%%

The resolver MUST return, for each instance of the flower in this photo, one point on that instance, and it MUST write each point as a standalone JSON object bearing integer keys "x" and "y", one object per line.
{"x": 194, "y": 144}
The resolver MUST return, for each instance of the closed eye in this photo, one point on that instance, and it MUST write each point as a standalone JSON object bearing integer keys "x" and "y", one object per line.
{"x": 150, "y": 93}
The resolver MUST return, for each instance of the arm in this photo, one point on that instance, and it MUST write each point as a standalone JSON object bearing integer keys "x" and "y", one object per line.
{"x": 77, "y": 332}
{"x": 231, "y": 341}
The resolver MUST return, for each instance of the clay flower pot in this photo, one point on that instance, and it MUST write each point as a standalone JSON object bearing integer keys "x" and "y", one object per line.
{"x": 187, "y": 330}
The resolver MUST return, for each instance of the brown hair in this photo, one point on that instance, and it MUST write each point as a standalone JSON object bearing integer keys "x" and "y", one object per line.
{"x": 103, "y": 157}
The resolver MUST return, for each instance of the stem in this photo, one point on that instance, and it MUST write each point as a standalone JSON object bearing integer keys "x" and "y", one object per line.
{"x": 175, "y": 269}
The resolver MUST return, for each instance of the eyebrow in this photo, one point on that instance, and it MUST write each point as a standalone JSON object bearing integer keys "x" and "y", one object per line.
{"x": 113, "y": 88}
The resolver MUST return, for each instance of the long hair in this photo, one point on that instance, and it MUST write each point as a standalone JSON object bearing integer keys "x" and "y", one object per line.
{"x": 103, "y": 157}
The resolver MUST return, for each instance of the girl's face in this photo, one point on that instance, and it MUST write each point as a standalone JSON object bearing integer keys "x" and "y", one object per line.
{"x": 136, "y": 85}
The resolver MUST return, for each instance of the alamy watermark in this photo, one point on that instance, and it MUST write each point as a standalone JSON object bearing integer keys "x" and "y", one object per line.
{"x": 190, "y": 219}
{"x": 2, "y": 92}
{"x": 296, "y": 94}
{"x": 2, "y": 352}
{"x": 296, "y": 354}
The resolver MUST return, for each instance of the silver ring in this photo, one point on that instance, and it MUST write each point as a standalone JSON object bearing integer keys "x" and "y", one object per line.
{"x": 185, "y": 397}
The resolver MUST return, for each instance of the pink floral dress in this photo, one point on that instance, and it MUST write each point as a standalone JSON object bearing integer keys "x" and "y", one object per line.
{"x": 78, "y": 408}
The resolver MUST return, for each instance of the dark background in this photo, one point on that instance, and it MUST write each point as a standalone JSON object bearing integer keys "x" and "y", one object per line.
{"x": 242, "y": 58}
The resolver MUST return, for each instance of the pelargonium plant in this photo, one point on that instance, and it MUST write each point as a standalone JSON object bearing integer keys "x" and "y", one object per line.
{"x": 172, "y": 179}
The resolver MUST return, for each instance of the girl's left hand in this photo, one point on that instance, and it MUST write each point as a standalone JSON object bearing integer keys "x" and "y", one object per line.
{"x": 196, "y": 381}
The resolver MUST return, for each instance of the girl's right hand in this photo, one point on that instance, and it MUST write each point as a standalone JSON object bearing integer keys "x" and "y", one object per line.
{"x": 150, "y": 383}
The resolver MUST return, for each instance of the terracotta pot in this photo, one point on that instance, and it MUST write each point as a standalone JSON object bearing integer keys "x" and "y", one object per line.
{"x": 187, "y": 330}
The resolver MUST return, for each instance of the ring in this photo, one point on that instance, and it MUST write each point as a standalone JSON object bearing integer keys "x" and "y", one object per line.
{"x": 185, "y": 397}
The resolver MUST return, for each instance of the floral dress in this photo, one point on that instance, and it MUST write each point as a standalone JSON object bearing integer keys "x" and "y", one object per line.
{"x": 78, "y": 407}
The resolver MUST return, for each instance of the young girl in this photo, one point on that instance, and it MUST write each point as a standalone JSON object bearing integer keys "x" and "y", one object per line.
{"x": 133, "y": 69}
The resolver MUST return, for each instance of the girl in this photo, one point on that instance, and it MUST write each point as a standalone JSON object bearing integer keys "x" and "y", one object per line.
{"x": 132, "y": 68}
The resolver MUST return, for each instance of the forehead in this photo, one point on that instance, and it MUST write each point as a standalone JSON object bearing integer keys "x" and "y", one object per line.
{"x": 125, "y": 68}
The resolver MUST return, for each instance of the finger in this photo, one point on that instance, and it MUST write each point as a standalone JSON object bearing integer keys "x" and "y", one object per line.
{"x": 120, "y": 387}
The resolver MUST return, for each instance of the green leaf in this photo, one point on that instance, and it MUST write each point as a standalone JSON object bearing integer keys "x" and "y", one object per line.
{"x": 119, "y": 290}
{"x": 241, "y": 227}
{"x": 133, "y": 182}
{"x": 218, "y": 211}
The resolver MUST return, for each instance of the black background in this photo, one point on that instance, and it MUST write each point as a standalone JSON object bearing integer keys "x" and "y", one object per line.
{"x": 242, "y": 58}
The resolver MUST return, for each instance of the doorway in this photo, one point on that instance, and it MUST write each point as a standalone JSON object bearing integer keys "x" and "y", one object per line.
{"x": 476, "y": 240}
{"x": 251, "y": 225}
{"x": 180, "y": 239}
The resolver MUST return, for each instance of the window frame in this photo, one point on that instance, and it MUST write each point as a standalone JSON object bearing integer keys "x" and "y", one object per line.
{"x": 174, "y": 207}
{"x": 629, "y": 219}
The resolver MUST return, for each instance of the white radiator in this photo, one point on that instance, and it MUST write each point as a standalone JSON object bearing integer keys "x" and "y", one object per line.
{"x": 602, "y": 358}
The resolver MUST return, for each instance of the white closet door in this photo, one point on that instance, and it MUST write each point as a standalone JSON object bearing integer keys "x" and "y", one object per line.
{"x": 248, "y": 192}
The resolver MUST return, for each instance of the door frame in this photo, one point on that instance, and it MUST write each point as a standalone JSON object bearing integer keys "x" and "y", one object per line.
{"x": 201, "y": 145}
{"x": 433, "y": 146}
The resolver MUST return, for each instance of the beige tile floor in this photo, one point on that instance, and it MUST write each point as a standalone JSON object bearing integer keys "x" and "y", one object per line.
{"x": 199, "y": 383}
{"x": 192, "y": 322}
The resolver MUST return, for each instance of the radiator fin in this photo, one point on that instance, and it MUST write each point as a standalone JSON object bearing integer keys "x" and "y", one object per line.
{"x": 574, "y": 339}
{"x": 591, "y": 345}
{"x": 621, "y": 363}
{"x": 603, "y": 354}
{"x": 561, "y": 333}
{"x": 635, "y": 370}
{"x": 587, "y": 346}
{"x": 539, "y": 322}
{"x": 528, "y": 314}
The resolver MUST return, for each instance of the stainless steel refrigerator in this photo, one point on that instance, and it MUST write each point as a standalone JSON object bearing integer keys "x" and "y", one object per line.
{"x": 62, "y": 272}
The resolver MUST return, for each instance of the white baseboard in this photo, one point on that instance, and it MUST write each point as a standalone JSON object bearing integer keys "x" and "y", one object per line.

%%

• THE PROBLEM
What is needed here is a word-for-word copy of the whole listing.

• ANSWER SECTION
The resolver MUST return, for each instance of the flower in this photo, one point on that instance, and it MUST write each point as a standalone JSON object bearing integer keys "x" and "y", one object per line.
{"x": 194, "y": 144}
The resolver MUST return, for each instance of the closed eye in this photo, one point on that instance, and it MUST write each point as a standalone JSON object bearing integer keys "x" and "y", one object per line.
{"x": 150, "y": 93}
The resolver MUST return, for each instance of the arm in this photo, one point on that instance, and it MUST write each point as a standalone JSON object bearing integer keys "x" and "y", one object per line.
{"x": 77, "y": 332}
{"x": 231, "y": 341}
The resolver MUST return, for each instance of the clay flower pot in this photo, one point on that instance, and it MUST write each point as a standalone JSON object bearing integer keys "x" and "y", one object per line.
{"x": 187, "y": 330}
The resolver MUST return, for each instance of the brown hair in this photo, one point on that instance, and it MUST write each point as a standalone JSON object bearing integer keys "x" and "y", one object per line.
{"x": 103, "y": 157}
The resolver MUST return, for each instance of the stem in this photo, one point on that instance, and it MUST write each point as a standalone JSON object bearing integer keys "x" and "y", one object per line.
{"x": 175, "y": 269}
The resolver MUST return, for each instance of the eyebrow in this photo, one point on that instance, and it MUST write each point as a standalone JSON object bearing integer keys "x" and "y", one object per line.
{"x": 113, "y": 88}
The resolver MUST return, for each instance of the long hair in this photo, one point on that instance, and it MUST write each point as a standalone JSON object bearing integer keys "x" and "y", one object per line.
{"x": 103, "y": 157}
The resolver MUST return, for each instance of the girl's face in this photo, one point on that instance, and it MUST write each point as a standalone JSON object bearing integer keys "x" and "y", one object per line.
{"x": 136, "y": 85}
The resolver MUST return, for each instance of the alamy watermark in this photo, one point on that instance, and it MUST write each point as a standalone JSON object bearing integer keys "x" and "y", one object per line.
{"x": 190, "y": 219}
{"x": 2, "y": 92}
{"x": 296, "y": 94}
{"x": 2, "y": 352}
{"x": 296, "y": 354}
The resolver MUST return, for each instance of the silver ring in this photo, one point on that instance, and it MUST write each point as a standalone JSON object bearing integer keys "x" and "y", one object per line.
{"x": 185, "y": 397}
The resolver MUST return, for each instance of the pink floral dress in this photo, one point on that instance, and it MUST write each point as a standalone JSON object bearing integer keys "x" and "y", one object per line.
{"x": 78, "y": 408}
The resolver MUST return, for each instance of the dark background in this photo, one point on that instance, and it MUST write each point as a standalone JSON object bearing integer keys "x" and "y", one object per line.
{"x": 242, "y": 58}
The resolver MUST return, for each instance of the pelargonium plant in this photo, one point on that instance, and it MUST write each point as a standalone JSON object bearing integer keys "x" and "y", one object per line.
{"x": 172, "y": 179}
The resolver MUST return, for each instance of the girl's left hand in this photo, one point on that instance, and it MUST write each point as a standalone JSON object bearing integer keys "x" and "y", one object per line.
{"x": 196, "y": 381}
The resolver MUST return, for each instance of the girl's right hand in this photo, one point on that instance, and it MUST write each point as a standalone JSON object bearing integer keys "x" and "y", one object per line.
{"x": 150, "y": 383}
The resolver MUST return, for each instance of the terracotta pot in this photo, one point on that instance, and it MUST write each point as a standalone JSON object bearing integer keys "x" and "y", one object per line.
{"x": 187, "y": 330}
The resolver MUST return, for each instance of the ring in this photo, one point on that instance, and it MUST write each point as a standalone JSON object bearing integer keys "x" and "y", one object per line.
{"x": 185, "y": 397}
The resolver MUST return, for each instance of the floral dress in this photo, one point on that instance, and it MUST write each point as a standalone JSON object bearing integer keys "x" and "y", one object per line.
{"x": 78, "y": 407}
The resolver MUST return, for each instance of the young girl in this photo, one point on that instance, and it MUST write each point as a standalone JSON object bearing integer keys "x" and "y", one object per line.
{"x": 133, "y": 69}
The resolver MUST return, for each instance of the girl in this photo, one point on that instance, and it MUST write each point as a standalone JSON object bearing integer keys "x" and "y", one object per line.
{"x": 132, "y": 68}
The resolver MUST return, for each instance of the forehead in this photo, one point on that instance, and it MUST write each point as a standalone JSON object bearing integer keys "x" and "y", one object per line.
{"x": 125, "y": 68}
The resolver MUST return, for each instance of the finger in this photo, one point on that instance, and it MUST write each point as a standalone JSON object bearing integer keys "x" and "y", one object per line.
{"x": 120, "y": 387}
The resolver MUST return, for each instance of the green leaf in this photo, one point on that instance, and it MUST write each point as a standalone JSON object bearing integer keys "x" and "y", one object per line.
{"x": 119, "y": 290}
{"x": 241, "y": 227}
{"x": 133, "y": 182}
{"x": 218, "y": 211}
The resolver MUST return, for each instance of the black background in this photo, one point on that instance, and it MUST write each point as a standalone JSON object bearing integer keys "x" and "y", one object per line.
{"x": 242, "y": 58}
The resolver MUST return, for each instance of the doorway in this photo, one point on that instance, and it MUST write each point as a standalone JSON object bearing integer keys "x" and "y", one object per line.
{"x": 476, "y": 240}
{"x": 251, "y": 225}
{"x": 180, "y": 239}
The resolver MUST return, for each instance of the window frame in this photo, one point on that instance, and it MUST write each point as a standalone JSON object bearing integer keys "x" and "y", one object per line.
{"x": 174, "y": 207}
{"x": 629, "y": 219}
The resolver MUST return, for each instance of the white radiator in this photo, one point on that instance, and it MUST write each point as a standalone JSON object bearing integer keys "x" and "y", one object per line.
{"x": 602, "y": 358}
The resolver MUST return, for each instance of the white closet door in this photo, one point on that instance, and it MUST write each point as a standalone JSON object bearing integer keys "x" and "y", one object per line.
{"x": 248, "y": 192}
The resolver MUST return, for each instance of the door frame in this photo, one point on that instance, and it MUST write each point as a standalone JSON object bearing integer keys "x" and "y", one object per line.
{"x": 201, "y": 145}
{"x": 433, "y": 146}
The resolver MUST return, for each instance of the beige tile floor in this photo, one point on that instance, and it MUST write each point as a standalone JSON object bearing integer keys "x" and "y", one object per line.
{"x": 199, "y": 383}
{"x": 192, "y": 322}
The resolver MUST return, for each instance of the radiator fin in this photo, one point on that instance, and it MUST write each point as a standalone JSON object bearing integer keys "x" and "y", one object per line.
{"x": 574, "y": 339}
{"x": 591, "y": 345}
{"x": 621, "y": 363}
{"x": 603, "y": 354}
{"x": 561, "y": 333}
{"x": 635, "y": 370}
{"x": 587, "y": 346}
{"x": 539, "y": 322}
{"x": 528, "y": 314}
The resolver MUST return, for each instance of the stainless steel refrigerator in this photo, one point on that instance, and it MUST write each point as a standalone JSON object bearing integer keys "x" and "y", one object per line.
{"x": 62, "y": 272}
The resolver MUST return, for each instance of the white baseboard in this photo, one point on that instance, and it MUST write each point as a standalone JSON object bearing integer keys "x" and "y", one object per line.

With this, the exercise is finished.